■ What to work on
The output should be the line containing "Target: girl's face" and every later line of the records, exactly as written, and nothing else.

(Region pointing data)
###

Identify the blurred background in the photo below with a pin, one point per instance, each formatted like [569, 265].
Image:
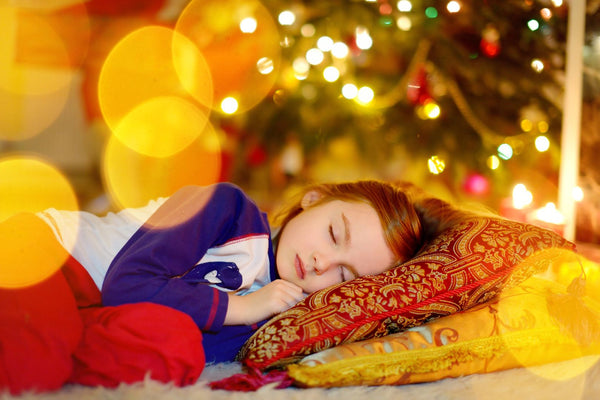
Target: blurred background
[105, 104]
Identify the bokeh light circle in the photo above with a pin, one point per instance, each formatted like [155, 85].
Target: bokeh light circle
[29, 184]
[35, 74]
[151, 62]
[132, 178]
[29, 251]
[162, 126]
[233, 53]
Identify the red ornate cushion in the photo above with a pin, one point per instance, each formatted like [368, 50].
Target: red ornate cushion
[465, 265]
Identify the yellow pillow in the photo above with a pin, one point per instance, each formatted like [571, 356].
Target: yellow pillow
[513, 331]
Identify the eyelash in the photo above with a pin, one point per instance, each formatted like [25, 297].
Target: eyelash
[331, 234]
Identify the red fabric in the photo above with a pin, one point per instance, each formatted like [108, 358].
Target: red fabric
[40, 328]
[82, 285]
[55, 331]
[124, 343]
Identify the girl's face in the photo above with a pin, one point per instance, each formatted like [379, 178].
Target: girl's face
[330, 243]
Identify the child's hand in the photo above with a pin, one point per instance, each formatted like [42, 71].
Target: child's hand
[274, 298]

###

■ Finished task
Target: girl's face
[330, 243]
Identify the child's hand in the photo above with a pin, one point per instance, each formatted like [42, 71].
Target: child's hand
[274, 298]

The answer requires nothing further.